[Exercise aim] Below are the entries; output exactly the lines from the one containing "wooden bench, writing" through the final line, inclusive.

[Records shown]
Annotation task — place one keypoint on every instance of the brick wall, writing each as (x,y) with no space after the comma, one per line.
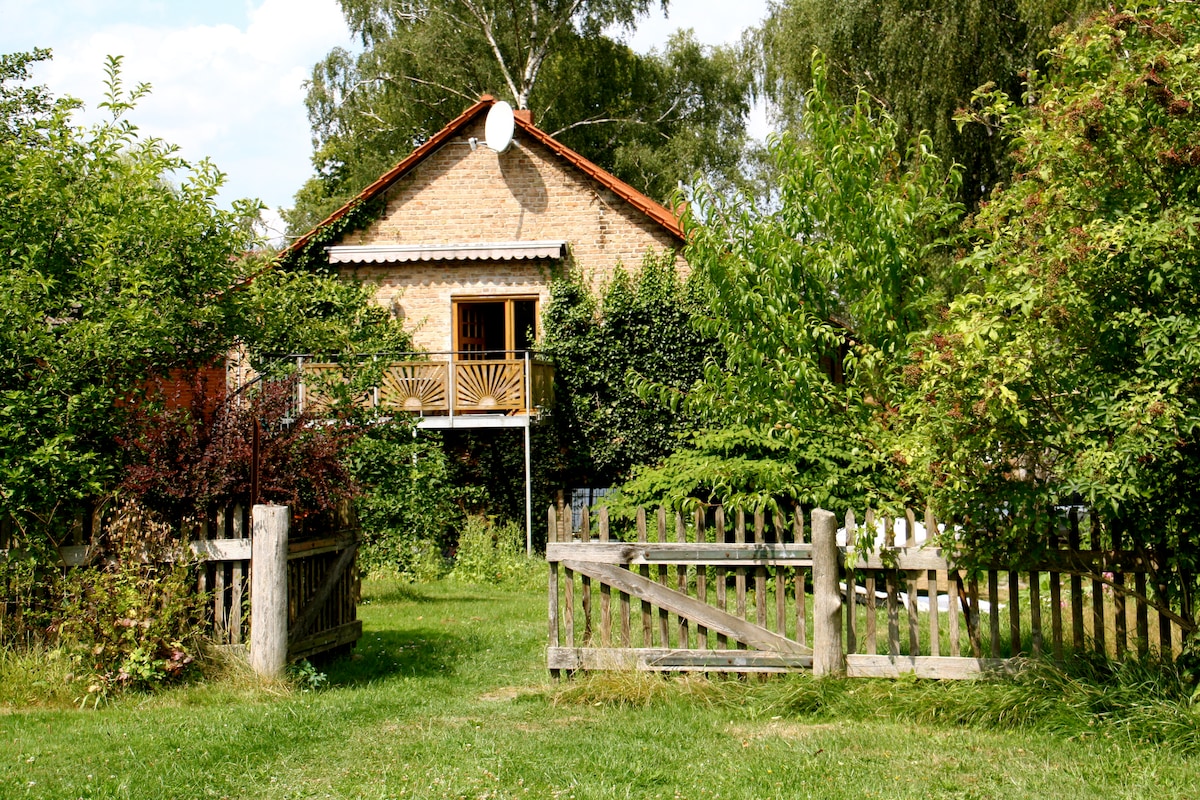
(463,196)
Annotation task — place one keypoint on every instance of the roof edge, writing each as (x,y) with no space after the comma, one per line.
(657,211)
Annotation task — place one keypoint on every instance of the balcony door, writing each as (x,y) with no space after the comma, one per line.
(487,328)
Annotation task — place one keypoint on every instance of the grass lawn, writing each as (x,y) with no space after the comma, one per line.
(447,696)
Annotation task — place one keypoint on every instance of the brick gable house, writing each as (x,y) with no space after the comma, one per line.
(468,239)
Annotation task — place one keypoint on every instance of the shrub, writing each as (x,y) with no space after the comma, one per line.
(491,553)
(407,510)
(132,620)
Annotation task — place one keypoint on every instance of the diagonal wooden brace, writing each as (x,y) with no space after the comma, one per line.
(689,607)
(312,608)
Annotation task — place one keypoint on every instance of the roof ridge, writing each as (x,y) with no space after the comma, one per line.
(657,211)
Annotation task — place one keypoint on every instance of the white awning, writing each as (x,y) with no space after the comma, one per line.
(475,252)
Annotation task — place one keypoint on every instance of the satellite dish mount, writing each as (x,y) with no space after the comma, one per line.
(498,127)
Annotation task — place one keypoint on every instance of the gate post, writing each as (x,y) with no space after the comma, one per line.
(269,590)
(827,650)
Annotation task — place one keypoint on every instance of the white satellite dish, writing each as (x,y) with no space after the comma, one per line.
(498,126)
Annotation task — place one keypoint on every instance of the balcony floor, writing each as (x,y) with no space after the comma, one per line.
(473,421)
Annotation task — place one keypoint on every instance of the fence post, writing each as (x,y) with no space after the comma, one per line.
(828,657)
(269,590)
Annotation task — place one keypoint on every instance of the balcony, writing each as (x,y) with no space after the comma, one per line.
(447,390)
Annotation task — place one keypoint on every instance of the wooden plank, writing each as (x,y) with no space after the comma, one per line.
(1143,615)
(893,590)
(552,606)
(694,554)
(935,635)
(1163,595)
(873,639)
(802,617)
(1055,600)
(760,573)
(568,585)
(739,573)
(913,631)
(647,627)
(701,579)
(1014,613)
(1077,585)
(239,585)
(953,594)
(605,589)
(586,584)
(780,581)
(325,641)
(322,590)
(681,582)
(994,613)
(851,588)
(664,614)
(973,617)
(1099,635)
(1036,613)
(942,668)
(220,615)
(1120,623)
(653,591)
(721,589)
(827,603)
(221,549)
(951,605)
(665,660)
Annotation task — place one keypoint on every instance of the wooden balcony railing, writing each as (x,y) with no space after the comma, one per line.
(511,383)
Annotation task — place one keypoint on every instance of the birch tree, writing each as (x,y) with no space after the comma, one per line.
(653,120)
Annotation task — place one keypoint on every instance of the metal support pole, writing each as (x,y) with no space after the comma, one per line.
(450,392)
(528,493)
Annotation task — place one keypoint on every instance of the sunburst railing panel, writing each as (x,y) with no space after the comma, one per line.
(415,386)
(489,385)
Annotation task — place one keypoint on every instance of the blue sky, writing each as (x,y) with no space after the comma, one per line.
(227,74)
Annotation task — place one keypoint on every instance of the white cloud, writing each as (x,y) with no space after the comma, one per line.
(233,92)
(228,74)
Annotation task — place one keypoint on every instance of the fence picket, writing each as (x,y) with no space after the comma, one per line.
(1014,613)
(1120,630)
(647,627)
(780,579)
(586,583)
(1077,584)
(911,579)
(760,643)
(802,617)
(723,641)
(851,589)
(739,536)
(605,589)
(682,583)
(701,579)
(664,623)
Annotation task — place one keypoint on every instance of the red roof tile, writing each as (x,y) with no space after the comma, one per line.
(655,211)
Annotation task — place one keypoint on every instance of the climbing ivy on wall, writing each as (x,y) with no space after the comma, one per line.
(639,332)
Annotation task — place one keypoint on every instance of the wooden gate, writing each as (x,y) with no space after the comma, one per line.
(682,626)
(323,584)
(726,597)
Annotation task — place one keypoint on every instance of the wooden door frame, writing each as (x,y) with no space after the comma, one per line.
(509,301)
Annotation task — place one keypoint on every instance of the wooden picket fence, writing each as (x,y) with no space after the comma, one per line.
(717,591)
(323,584)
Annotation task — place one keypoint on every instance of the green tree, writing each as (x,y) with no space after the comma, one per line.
(114,265)
(653,120)
(642,330)
(850,262)
(118,266)
(922,60)
(1068,372)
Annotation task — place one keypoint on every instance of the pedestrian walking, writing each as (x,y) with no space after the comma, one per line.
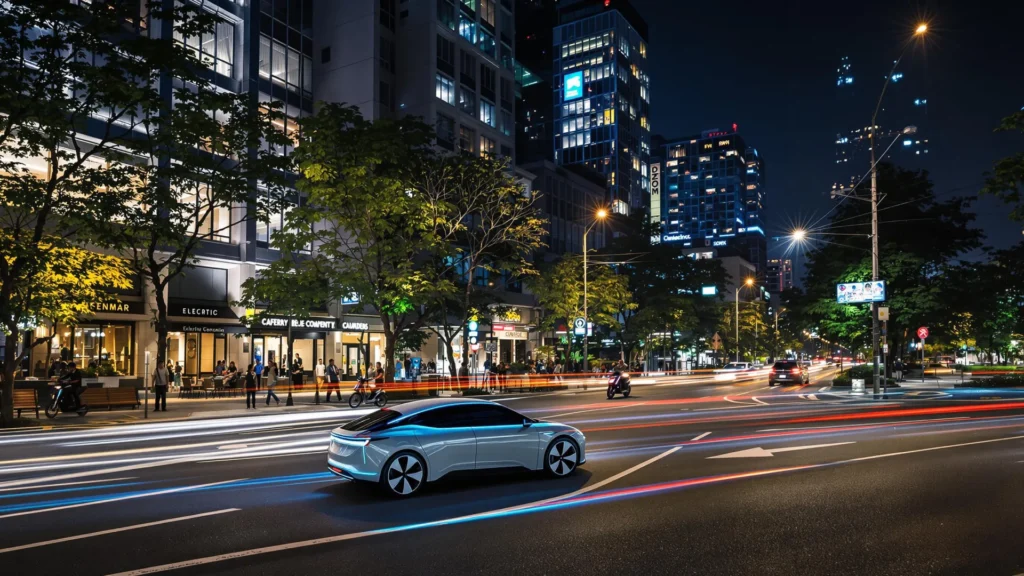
(320,372)
(332,380)
(161,379)
(250,387)
(271,381)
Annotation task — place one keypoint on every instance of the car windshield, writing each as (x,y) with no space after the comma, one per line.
(373,420)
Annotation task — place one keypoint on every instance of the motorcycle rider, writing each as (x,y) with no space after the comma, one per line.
(74,381)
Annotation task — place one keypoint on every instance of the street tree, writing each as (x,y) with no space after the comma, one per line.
(364,230)
(486,225)
(78,83)
(1006,181)
(921,239)
(192,175)
(559,289)
(666,286)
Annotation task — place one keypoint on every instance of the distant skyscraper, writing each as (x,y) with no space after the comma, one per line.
(905,104)
(778,277)
(602,94)
(712,194)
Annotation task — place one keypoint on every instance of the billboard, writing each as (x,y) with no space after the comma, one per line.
(572,87)
(860,292)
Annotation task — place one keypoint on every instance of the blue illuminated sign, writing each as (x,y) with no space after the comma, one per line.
(572,88)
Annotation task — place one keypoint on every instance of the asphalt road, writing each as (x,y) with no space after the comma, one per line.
(813,482)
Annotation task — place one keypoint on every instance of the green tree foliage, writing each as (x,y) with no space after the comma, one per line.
(920,240)
(67,69)
(365,229)
(1007,178)
(485,225)
(189,179)
(666,287)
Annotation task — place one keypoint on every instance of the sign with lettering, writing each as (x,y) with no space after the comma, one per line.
(655,193)
(280,323)
(201,311)
(117,306)
(209,328)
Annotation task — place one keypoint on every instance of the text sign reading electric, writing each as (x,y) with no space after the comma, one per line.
(860,292)
(573,86)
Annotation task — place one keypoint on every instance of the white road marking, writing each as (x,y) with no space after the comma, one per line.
(352,536)
(762,453)
(116,530)
(356,535)
(921,421)
(597,409)
(58,485)
(120,498)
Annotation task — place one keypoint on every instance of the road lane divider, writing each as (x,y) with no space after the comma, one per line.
(543,505)
(116,530)
(122,498)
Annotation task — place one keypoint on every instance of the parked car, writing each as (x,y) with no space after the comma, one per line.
(788,371)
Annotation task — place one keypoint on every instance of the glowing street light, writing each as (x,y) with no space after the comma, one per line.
(598,216)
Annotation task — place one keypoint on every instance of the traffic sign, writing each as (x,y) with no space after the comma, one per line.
(716,341)
(580,326)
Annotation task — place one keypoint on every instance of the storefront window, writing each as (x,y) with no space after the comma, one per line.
(108,347)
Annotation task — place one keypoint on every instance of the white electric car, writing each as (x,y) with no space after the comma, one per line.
(402,447)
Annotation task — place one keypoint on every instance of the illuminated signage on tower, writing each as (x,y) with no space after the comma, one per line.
(572,88)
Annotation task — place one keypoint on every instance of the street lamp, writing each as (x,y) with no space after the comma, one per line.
(920,31)
(747,284)
(598,216)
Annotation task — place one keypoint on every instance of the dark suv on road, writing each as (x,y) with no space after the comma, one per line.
(788,371)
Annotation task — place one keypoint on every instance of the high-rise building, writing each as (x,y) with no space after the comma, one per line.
(710,193)
(601,96)
(449,62)
(905,104)
(778,277)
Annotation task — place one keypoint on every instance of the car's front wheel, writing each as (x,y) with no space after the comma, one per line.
(403,475)
(562,457)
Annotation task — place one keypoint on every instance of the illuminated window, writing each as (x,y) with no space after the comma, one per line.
(444,88)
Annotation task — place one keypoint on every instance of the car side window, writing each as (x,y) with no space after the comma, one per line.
(493,415)
(446,417)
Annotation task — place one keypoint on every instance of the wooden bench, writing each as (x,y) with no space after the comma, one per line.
(26,400)
(111,398)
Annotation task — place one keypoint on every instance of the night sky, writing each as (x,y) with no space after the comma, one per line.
(770,67)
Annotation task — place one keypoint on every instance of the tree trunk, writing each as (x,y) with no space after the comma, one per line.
(9,361)
(390,337)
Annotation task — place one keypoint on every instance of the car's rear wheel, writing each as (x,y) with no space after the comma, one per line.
(562,457)
(403,475)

[Result]
Annotation task — place one keypoint on every instance of the wooden bench, writing each as (x,y) with no space after the comma, one per line.
(26,400)
(111,398)
Annotation task — place one keypoint on every instance of the night sky, writing each as (x,y) with no space after the comma, one per line.
(770,67)
Annotation task — place one keypoint on every instance of the tree trunk, writing each as (x,y) with no space after the comma, one per line.
(9,361)
(390,337)
Annotation task — place one keypoint on every instance of the car's rear wheel, writing each as (x,y) with no space after the comma, one per line.
(562,457)
(403,475)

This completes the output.